Segment Start: Reading passage

It is National Child Support month and a good time to talk about changes coming to the child support system.
A series of changes to Ohio’s child support law begin taking effect next year:
- The economic tables used to calculate child support orders will change for the first time since 1992.
- Health care and medical expenses will be taken into consideration when establishing new orders.
- Parenting time will be considered when establishing new child support orders.
- New cases will now have a self-sufficiency reserve, ensuring those paying child support have enough income after paying to support themselves.
These are just a few of the changes. The idea is to re-engage parents who haven’t been paying and to set orders at a level the parent realistically can meet. The belief is that lowering the amount of monthly payments will make it easier for parents to meet their obligations, resulting in a higher percentage of people paying.
The number one goal of the child support system is collecting money to meet the basic needs of children. We know one third of all child support cases don’t receive any payments in a given year. If those parents have disengaged from the system because they simply can’t afford to meet the monthly obligation, then that goal is not being met.
We welcome law changes that increase the chance of payment. Some payment is better than no payment.
The same philosophy is behind our organization offering license amnesty this month to parents who are delinquent on child support. Amnesty is a one-time offer to reinstate a driver’s license or professional license in exchange for repayment of at least a month’s worth of child support and providing us employment information to garnish wages for future support.

Segment End: Reading passage
Segment Start: Available data

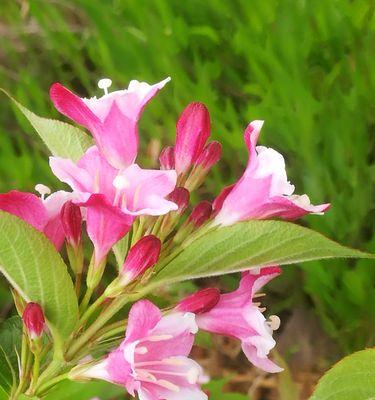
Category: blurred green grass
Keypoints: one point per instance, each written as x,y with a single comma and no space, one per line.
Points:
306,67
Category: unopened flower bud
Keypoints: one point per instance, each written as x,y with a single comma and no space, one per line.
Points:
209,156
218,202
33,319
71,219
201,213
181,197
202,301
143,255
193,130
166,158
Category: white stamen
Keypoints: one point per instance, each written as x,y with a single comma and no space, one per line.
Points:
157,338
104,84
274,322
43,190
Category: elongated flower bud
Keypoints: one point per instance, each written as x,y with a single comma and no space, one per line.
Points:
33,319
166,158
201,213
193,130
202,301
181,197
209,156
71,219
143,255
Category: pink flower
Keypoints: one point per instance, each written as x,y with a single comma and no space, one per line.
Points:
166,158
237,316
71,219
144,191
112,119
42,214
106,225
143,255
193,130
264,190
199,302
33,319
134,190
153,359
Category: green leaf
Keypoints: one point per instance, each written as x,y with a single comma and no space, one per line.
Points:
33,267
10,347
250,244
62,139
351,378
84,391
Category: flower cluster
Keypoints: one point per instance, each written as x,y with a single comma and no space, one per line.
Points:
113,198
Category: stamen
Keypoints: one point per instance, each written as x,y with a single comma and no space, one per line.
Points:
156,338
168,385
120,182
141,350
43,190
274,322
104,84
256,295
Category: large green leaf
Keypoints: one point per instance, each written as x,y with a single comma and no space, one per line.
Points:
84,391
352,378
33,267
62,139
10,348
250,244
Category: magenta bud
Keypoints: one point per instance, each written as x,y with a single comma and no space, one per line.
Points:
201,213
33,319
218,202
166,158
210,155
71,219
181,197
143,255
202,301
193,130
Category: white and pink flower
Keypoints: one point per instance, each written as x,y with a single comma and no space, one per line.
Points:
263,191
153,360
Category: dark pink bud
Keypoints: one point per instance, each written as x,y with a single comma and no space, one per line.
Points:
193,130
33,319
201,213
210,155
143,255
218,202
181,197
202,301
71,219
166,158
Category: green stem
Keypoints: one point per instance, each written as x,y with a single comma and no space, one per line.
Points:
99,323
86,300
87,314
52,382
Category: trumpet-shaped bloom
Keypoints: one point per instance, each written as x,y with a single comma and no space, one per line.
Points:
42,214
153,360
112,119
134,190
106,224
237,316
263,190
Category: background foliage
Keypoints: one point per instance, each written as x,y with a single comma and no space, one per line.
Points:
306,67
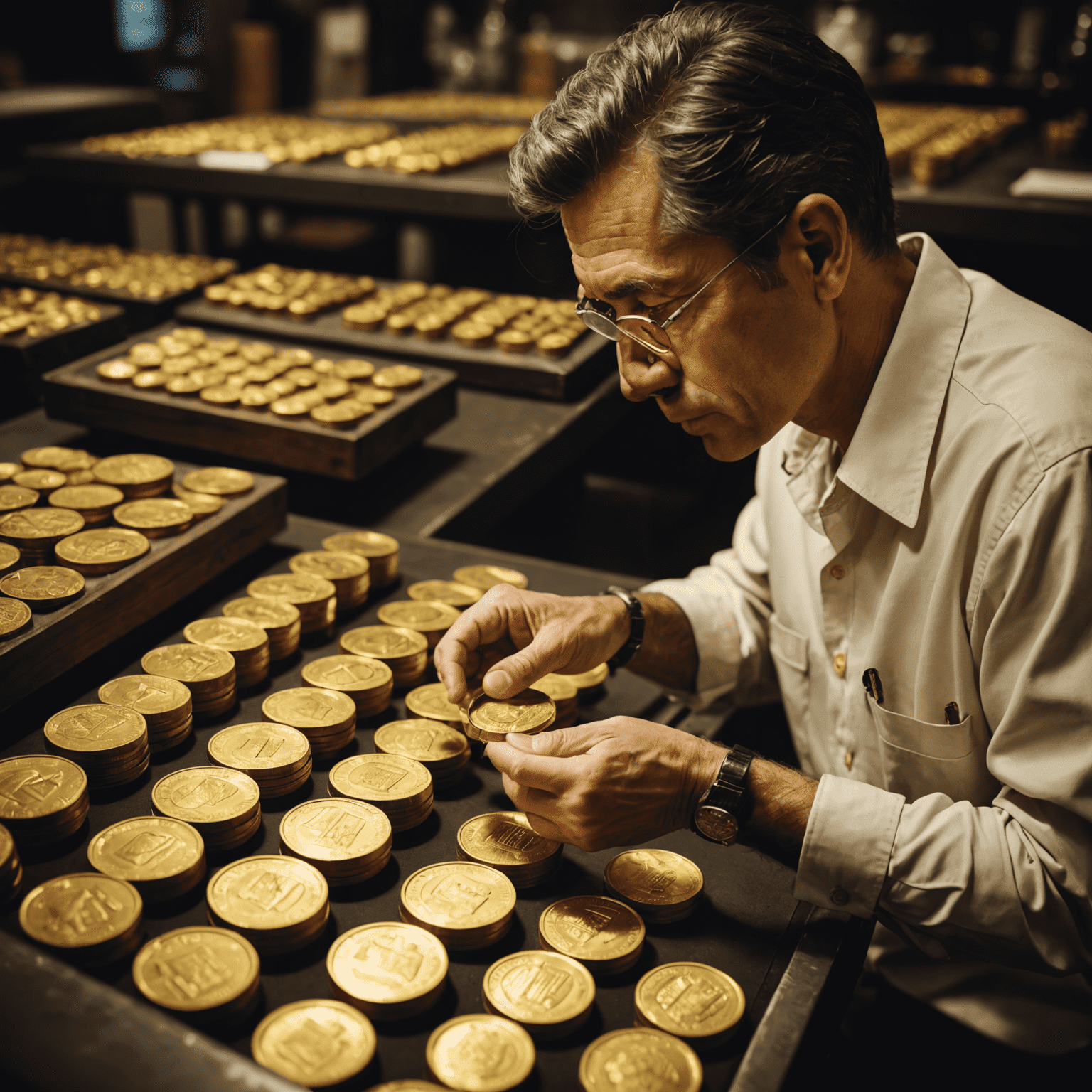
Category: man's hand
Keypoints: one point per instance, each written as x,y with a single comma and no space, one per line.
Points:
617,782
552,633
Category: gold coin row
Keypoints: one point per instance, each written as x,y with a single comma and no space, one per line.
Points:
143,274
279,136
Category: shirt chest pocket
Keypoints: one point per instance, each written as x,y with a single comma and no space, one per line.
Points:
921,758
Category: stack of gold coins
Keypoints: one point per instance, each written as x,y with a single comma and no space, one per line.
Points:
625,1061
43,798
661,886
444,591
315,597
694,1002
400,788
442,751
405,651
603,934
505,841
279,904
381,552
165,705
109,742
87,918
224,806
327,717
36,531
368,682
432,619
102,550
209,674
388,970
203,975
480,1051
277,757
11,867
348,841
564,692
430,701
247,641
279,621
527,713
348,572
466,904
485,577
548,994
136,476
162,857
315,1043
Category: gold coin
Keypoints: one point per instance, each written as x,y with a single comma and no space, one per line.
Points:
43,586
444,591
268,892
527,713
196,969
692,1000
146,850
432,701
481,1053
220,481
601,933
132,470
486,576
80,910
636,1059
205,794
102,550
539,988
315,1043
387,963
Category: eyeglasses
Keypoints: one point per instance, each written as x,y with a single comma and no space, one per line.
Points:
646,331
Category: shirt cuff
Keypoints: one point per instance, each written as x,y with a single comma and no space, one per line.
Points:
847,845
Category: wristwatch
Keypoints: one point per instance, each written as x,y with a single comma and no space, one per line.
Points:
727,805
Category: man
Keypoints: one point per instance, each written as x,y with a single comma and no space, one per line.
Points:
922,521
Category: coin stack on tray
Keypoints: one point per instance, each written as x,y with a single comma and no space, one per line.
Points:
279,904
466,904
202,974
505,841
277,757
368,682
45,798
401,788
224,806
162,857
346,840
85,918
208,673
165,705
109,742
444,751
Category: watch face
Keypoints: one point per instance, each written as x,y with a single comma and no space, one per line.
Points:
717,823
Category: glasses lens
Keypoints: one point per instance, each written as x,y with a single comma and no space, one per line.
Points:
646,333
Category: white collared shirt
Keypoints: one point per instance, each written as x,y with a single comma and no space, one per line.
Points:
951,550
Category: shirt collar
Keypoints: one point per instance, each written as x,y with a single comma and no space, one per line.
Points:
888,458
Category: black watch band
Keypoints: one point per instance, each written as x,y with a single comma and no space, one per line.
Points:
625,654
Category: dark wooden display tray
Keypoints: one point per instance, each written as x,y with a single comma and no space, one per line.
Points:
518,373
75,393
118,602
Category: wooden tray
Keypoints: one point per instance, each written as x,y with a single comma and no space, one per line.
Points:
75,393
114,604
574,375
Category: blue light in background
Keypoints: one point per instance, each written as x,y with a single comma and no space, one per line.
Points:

Segment End: Available data

■ Apply what you read
#1 According to the child support passage, what share of all child support cases receive no payments in a given year?
#2 List every change to Ohio's child support law that the child support passage gives as a bulleted item.
#3 Decide whether each statement agrees with the child support passage, and quote the words that settle it: (a) The economic tables have not changed since 1992. (b) License amnesty requires repayment of at least two months' worth of child support. (c) Parenting time will be considered when new child support orders are set.

■ Exercise answers
#1 One third of all child support cases.

#2
- The economic tables used to calculate child support orders will change for the first time since 1992.
- Health care and medical expenses will be taken into consideration when establishing new orders.
- Parenting time will be considered when establishing new child support orders.
- New cases will have a self-sufficiency reserve, ensuring those paying child support have enough income after paying to support themselves.

#3
(a) Yes: "will change for the first time since 1992."
(b) No: "repayment of at least a month’s worth of child support"
(c) Yes: "Parenting time will be considered when establishing new child support orders."